──────── Fragmento ────────

La terapeuta de Alemania
DIEGO ÍÑIGUEZ
11/01/2016
Canciller desde hace diez
años, Angela Merkel se encuentra en el cénit de su poder en Alemania
y en Europa. ¿Podrá mantenerse en la cumbre o ha empezado ya su
decadencia? ¿Podría llegar a presidir una Europa más unida? Y, sobre todo,
¿cómo ha llegado a convertirse Angela Kasner, hija del pastor luterano de una
pequeña ciudad de la República Democrática Alemana (RDA), en la
canciller Merkel, la mujer más poderosa de la Tierra?
La primera canciller de la República
Federal Alemana (RFA), se crió en la Alemania rival, la RDA, sin meterse
en política hasta la caída del muro de Berlín. Nació en Hamburgo en 1954,
hija de un pastor protestante que se trasladó pocas semanas después con su familia
a la Alemania del Este. Pasó su niñez en Templin, una ciudad gris de 15.000
habitantes en el Estado de Brandenburgo –que, según el cabaretista berlinés
Lüdecke, ha sido abandonado por los humanos a los lobos y los jabalíes–. Bien
integrada en el colegio, la pequeña Angela destacó en matemáticas y ruso,
lengua en la que habla con Vladimir Putin (jefe de la estación del KGB
en Dresde entre 1985 y 1990).

──────── Datos disponibles ────────

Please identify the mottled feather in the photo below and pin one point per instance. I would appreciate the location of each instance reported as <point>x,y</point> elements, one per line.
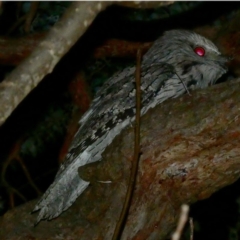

────────

Lista de tareas:
a - Resume en forma de lista el párrafo del fragmento que empieza con «La primera canciller de la República», y conserva sus datos principales.
b - Según el fragmento, ¿en qué ciudad y en qué año nació Angela Merkel?
c - Continúa el fragmento sobre Angela Merkel desde donde termina.
Los datos no tienen nada que ver con el fragmento.

Problemas resueltos:
a -
- Fue la primera canciller de la RFA, pero se crió en la RDA y no se metió en política hasta la caída del muro de Berlín.
- Nació en Hamburgo en 1954. Era hija de un pastor protestante que, pocas semanas después, se mudó con su familia a la Alemania del Este.
- Pasó la niñez en Templin, una ciudad gris de 15.000 habitantes en el Estado de Brandenburgo. Según el cabaretista berlinés Lüdecke, los humanos han abandonado ese estado a los lobos y los jabalíes.
- En el colegio estaba bien integrada y destacó en matemáticas y ruso.
- Habla en ruso con Vladimir Putin, que fue jefe de la estación del KGB en Dresde entre 1985 y 1990.

b - Nació en Hamburgo en 1954.

c -
Merkel estudió Física en la
universidad Karl Marx de Lepizig entre 1973 y 1978, fue investigadora en el
campo de la Física-Química en la Academia de Ciencias de la RDA y se doctoró en
1986 con una tesis sobre el cálculo de las constantes en la velocidad de las
reacciones de los hidrocarburos sencillos. No es la biografía de una opositora
al régimen comunista: estudiar en la universidad, y más siendo hija de un
pastor protestante, requería una cierta prueba de lealtad. Un velo de misterio
corre sobre la eventualidad de que ampliara estudios en Moscú. Y sus biógrafos
debaten sobre el alcance de su militancia en la FDJ, la Juventud Comunista
vinculada al SED (Partido Socialista Unificado de Alemania), el partido
reinante en la RDA, durante sus años en la Academia de Ciencias: hizo labores
culturales, dicen sus colaboradores y acepta Stefan Kornelius; fue secretaria
de Agitación y Propaganda, denuncian biógrafos menos complacientes.
Curiosamente, su defensor más eficaz ha sido Gregor Gysi, el portavoz de
La Izquierda, un partido formado por la unión del antiguo SED con grupos
de izquierda de la Alemania del Oeste: no hay que sobrevalorar esas funciones
en la FDJ, “Merkel llevó una vida francamente normal en la RDA, con todos sus
tonos de grises”.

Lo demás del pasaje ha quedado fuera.